PagerDuty is the incident command center for engineering teams — and the minutes between alert firing and human response are the most expensive minutes in an outage. AI agents connected to PagerDuty can dramatically shrink that gap by triaging alerts before the on-call engineer even reaches their laptop: gathering context, identifying similar past incidents, checking deployment history, and adding a prioritized action list directly to the incident.
For DevOps teams, SREs, and engineering organizations with on-call rotations, PagerDuty AI integration transforms reactive firefighting into structured, context-rich incident response.
What AI Agents Can Do With PagerDuty Access#
Incident Intelligence
- Query all active incidents by service, severity, and time open without opening the PagerDuty UI
- Identify the highest-priority open incident for immediate escalation
- Summarize incident history to spot recurring failures in the same service
- Check whether a new alert matches a pattern from a recent resolved incident
Automated Triage Support
- Add enrichment notes to new incidents with context pulled from monitoring, deployments, and logs
- Check on-call schedules to identify who should be notified and when escalation triggers
- Surface related incidents from the past 30 days that share the same service or error pattern
- Generate an initial investigation checklist based on the service and incident type
Post-Incident Automation
- Generate post-mortem templates pre-filled with incident timeline, duration, and responders
- Summarize the resolution steps from incident notes into a clean timeline
- Identify the mean time to acknowledge (MTTA) and mean time to resolve (MTTR) for recent incidents
- Create action items from retrospective notes as follow-up tasks
Setting Up PagerDuty API Access#
pip install requests langchain langchain-openai python-dotenv
Get your API key from PagerDuty → Account Settings → API Access Keys → Create New API Key:
export PAGERDUTY_API_KEY="your-api-key"

Set of tasks ->
**a.** Answer these about the PagerDuty page:
(i) How many days back does the page say related incidents are surfaced from?
(ii) What does MTTR stand for?
(iii) What environment variable holds the API key?
**b.** Write out the PagerDuty page between "PagerDuty is the" and "context-rich incident response.", inclusive.
Rely only on the PagerDuty page to answer.

Referring expression data
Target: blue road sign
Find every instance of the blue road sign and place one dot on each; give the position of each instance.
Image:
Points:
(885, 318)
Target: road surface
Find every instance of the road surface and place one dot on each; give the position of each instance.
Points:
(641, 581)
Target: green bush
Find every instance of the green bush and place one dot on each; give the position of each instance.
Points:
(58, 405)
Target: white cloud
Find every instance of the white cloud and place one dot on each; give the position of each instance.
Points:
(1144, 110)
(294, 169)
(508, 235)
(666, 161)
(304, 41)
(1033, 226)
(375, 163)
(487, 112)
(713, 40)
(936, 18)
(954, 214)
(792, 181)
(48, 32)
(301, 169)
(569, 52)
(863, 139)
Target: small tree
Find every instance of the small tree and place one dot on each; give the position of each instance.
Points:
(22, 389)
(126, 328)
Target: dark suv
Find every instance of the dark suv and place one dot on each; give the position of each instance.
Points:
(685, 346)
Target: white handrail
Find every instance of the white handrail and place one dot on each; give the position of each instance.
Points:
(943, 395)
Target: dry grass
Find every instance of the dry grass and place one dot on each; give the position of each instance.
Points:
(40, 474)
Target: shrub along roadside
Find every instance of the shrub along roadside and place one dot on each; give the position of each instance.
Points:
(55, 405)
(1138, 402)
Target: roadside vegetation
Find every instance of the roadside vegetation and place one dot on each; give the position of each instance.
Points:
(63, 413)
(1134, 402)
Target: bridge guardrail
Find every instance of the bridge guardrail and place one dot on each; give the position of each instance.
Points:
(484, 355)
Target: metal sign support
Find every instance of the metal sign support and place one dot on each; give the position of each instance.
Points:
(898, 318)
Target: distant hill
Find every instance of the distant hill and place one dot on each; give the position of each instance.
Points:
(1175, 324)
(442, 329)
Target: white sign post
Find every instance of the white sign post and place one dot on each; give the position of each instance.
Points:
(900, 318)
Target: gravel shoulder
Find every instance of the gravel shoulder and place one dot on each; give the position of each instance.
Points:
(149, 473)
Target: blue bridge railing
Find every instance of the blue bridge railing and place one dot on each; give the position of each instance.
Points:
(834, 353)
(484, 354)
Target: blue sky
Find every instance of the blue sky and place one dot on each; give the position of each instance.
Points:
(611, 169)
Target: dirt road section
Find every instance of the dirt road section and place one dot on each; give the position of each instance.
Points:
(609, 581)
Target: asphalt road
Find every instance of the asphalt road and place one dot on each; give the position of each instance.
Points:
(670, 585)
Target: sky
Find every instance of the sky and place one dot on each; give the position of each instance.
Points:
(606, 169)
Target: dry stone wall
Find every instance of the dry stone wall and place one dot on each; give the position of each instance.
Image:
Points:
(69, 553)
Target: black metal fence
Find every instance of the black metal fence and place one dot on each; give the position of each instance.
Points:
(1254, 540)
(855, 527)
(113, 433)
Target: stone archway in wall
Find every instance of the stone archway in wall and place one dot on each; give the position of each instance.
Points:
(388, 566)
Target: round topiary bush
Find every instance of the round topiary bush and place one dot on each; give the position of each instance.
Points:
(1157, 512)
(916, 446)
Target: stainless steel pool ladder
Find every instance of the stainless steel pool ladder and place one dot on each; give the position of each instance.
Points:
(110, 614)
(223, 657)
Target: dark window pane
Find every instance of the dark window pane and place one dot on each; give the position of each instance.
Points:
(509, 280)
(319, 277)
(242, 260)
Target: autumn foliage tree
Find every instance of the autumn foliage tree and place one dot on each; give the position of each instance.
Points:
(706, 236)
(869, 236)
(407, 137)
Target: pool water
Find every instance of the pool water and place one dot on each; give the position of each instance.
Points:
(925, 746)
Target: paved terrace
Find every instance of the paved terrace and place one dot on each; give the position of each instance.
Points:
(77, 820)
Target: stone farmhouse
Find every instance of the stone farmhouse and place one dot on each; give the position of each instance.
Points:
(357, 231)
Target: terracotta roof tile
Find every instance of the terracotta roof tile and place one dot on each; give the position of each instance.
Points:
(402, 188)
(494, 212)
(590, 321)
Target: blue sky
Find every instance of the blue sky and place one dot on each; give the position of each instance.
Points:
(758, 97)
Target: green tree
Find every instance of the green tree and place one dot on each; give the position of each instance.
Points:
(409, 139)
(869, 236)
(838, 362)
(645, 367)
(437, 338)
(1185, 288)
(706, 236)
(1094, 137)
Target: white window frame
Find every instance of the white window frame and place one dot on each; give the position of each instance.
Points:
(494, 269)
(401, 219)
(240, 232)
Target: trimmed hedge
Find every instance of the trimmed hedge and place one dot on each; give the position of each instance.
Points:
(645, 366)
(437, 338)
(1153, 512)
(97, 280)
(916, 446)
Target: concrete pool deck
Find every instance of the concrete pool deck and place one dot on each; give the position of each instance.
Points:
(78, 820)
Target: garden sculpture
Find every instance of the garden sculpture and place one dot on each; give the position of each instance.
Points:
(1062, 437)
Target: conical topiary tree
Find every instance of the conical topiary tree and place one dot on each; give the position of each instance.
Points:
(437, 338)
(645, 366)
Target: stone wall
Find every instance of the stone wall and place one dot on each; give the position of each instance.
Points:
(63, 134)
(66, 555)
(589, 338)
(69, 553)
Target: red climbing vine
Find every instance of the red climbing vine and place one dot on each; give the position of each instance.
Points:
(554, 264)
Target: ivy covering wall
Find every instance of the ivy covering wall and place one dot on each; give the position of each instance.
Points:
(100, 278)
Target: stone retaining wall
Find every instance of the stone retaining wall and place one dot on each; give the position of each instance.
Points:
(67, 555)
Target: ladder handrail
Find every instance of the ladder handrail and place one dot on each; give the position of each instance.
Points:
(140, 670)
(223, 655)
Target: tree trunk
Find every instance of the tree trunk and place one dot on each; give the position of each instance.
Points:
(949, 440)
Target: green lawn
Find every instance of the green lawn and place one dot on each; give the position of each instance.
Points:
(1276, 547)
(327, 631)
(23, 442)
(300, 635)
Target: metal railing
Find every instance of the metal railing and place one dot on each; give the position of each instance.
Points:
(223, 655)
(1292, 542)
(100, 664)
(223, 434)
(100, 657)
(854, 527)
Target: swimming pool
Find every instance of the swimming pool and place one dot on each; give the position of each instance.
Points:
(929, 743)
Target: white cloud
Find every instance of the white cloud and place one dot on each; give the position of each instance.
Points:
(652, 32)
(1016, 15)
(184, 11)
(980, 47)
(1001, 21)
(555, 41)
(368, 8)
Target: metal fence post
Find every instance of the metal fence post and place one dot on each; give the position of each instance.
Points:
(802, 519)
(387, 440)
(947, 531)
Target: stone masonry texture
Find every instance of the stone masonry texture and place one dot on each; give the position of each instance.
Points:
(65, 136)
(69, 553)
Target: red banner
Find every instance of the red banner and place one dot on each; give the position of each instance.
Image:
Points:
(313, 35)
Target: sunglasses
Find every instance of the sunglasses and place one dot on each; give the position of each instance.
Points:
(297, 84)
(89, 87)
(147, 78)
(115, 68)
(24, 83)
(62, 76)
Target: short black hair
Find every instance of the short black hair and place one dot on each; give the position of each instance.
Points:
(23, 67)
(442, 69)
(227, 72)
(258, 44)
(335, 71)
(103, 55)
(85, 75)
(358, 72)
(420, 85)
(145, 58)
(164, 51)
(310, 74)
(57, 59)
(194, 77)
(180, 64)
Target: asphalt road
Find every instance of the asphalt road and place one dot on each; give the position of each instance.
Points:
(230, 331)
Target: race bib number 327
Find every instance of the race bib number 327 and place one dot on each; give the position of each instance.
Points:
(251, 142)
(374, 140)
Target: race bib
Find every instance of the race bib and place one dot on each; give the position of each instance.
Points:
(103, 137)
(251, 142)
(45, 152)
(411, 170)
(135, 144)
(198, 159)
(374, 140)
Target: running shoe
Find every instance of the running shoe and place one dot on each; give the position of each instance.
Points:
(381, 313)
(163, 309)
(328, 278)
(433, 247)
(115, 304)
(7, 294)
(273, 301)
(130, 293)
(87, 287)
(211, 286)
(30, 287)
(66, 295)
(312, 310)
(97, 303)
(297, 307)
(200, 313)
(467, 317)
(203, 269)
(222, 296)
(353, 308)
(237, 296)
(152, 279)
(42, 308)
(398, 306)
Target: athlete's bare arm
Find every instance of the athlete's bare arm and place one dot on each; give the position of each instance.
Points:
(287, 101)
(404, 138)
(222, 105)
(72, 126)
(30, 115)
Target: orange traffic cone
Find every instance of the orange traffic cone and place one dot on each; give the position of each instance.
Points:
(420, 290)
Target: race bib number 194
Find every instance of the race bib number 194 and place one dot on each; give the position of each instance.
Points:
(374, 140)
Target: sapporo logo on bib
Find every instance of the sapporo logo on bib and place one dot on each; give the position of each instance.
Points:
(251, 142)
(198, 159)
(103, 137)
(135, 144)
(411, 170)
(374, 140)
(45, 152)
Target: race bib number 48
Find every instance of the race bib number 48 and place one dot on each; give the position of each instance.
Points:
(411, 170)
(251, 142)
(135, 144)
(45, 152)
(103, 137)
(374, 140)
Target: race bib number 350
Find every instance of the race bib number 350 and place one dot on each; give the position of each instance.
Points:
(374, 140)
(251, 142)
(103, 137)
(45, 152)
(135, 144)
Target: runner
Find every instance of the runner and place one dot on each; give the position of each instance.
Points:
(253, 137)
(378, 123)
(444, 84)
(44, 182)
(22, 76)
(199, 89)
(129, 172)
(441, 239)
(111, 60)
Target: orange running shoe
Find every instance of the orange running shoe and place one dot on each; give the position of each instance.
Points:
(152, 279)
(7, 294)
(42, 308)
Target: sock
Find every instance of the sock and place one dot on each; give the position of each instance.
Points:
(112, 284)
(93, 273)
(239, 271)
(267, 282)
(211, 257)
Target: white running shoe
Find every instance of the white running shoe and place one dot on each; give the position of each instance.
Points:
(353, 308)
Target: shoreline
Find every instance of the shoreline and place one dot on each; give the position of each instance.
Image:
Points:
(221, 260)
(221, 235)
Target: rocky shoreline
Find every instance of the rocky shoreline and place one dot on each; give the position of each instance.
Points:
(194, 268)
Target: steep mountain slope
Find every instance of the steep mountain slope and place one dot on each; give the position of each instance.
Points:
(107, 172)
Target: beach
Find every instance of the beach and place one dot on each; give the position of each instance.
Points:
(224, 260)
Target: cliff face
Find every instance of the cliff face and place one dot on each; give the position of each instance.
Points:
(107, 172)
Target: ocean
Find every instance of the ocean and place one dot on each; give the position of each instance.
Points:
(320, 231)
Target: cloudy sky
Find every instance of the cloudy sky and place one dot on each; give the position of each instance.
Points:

List of answers ->
**a.**
(i) 30 days
(ii) Mean time to resolve
(iii) PAGERDUTY_API_KEY

**b.**
PagerDuty is the incident command center for engineering teams — and the minutes between alert firing and human response are the most expensive minutes in an outage. AI agents connected to PagerDuty can dramatically shrink that gap by triaging alerts before the on-call engineer even reaches their laptop: gathering context, identifying similar past incidents, checking deployment history, and adding a prioritized action list directly to the incident.
For DevOps teams, SREs, and engineering organizations with on-call rotations, PagerDuty AI integration transforms reactive firefighting into structured, context-rich incident response.